EXTRACT PROVIDED >>

*** Block opens ***

Birds of the Bible – Review
Birds of the Bible: A guide for bible readers and birdwatchers, by Peter Goodfellow, October 2013. John Beaufoy Publishing, ISBN 978-1-90961-214-3, 160 pages. RRP £12.99 (paperback)
This book is an interesting combination of two passions, the bible and birds. When I saw it I thought this is for me as they are two of my interests also. The scene is set with a description of the location and conditions of the bible lands and goes on to the creation of birds from both fossil remains, Genesis and Psalm 104. Insights into the knowledge of birds and comparisons of the names for birds in different versions of the bible and modern names in both English and Hebrew show the difficulty when trying to identify some of the birds mentioned specifically in the bible, though insights into clean and unclean birds fascinatingly clarify bird families that could be meant. Clean birds could be eaten of course, and there is a chapter that explores this and the methods of snaring birds from various quotes in the bible. I found the speculative nature of some of these early chapters strained my interest, but I re-engaged with Job’s birds and the connections between birds and people of the bible. Of course it was often the generic ‘birds’ along with some specifically named birds, but this section best linked simple bible instruction with the birds mentioned within the text.

*** Block closes ***

DATA FOR ANALYSIS >>

*** Block opens ***

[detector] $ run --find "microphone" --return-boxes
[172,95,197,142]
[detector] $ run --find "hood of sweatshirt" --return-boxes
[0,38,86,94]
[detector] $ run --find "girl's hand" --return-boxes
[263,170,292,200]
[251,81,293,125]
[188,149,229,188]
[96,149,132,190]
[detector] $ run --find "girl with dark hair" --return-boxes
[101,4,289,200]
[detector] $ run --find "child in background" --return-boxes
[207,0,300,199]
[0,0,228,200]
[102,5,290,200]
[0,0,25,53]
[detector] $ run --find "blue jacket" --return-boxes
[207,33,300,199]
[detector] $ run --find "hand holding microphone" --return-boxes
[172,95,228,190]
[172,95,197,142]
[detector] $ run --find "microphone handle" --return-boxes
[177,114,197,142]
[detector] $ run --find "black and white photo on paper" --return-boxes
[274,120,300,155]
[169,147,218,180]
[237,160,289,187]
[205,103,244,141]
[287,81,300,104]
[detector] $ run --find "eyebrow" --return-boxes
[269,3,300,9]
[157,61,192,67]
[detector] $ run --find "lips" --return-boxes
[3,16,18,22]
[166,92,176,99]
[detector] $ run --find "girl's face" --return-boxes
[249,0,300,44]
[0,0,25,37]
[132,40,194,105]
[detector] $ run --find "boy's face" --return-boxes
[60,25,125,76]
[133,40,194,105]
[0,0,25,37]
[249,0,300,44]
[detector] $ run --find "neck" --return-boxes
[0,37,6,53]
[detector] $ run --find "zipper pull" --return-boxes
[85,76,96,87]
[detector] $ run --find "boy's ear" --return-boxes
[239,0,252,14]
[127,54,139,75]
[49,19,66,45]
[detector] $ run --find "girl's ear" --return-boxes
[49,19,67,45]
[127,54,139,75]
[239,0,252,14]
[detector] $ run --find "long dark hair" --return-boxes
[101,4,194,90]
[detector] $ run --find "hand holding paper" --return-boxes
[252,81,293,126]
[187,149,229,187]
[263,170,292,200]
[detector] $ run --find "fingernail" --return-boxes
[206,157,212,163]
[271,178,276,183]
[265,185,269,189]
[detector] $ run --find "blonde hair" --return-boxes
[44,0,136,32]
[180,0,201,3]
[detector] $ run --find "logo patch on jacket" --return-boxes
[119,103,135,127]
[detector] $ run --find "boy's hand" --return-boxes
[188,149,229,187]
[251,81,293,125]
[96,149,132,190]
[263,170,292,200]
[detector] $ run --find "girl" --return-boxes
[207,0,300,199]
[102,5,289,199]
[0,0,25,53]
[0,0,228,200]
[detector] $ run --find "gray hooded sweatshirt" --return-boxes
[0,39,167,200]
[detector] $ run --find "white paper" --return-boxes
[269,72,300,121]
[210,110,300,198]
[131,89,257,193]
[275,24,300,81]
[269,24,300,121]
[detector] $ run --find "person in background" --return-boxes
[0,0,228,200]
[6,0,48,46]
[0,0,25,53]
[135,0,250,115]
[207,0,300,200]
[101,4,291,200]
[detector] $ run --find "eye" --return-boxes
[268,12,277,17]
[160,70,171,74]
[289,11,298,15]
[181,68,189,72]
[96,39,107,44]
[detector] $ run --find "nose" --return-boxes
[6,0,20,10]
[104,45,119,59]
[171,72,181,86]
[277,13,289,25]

*** Block closes ***

STUDY QUESTIONS >>
• A. Which publisher released the book discussed in the Birds of the Bible review?
• B. Resume the Birds of the Bible review, picking up right after its final sentence.
These entries were taken from a separate source and are unrelated to the review.

EXERCISE ANSWERS >>
• A. John Beaufoy Publishing

• B.
The information on migration, from the earliest mention in Job, the belief in the 18th century that birds hid in deep caverns during the winter, to patterns of migration today, along with maps, was fascinating and informative and made me wish that it was safer to visit Israel and Egypt during migration times. The chapter on vultures and eagles, both named biblically, contrasted the different gifts of these birds to humanity, relevant still today. There are apparently many places that wish they had held to the ancient wisdom and had encouraged vultures to remain so that their corpse clearing function would keep places clean. Sacrifice was inevitably mentioned a number of times. Birds were so much a part of the ancient sacrificial rituals that are irrelevant today, so an image that stays with me is of the bird released to fly away at the end of a cleansing ritual.
There are some real gems in this book, along with the reminders of habitat loss. The pictures disappointed me; they are carefully detailed paintings, slightly vivid in colour and with some distortions in the birds I recognised, but beautifully done. It is just so easy to get good quality photos these days and they show the birds in real poses, it is a shame they were not mixed with some of the paintings in my opinion. A good read though if these are your interests too.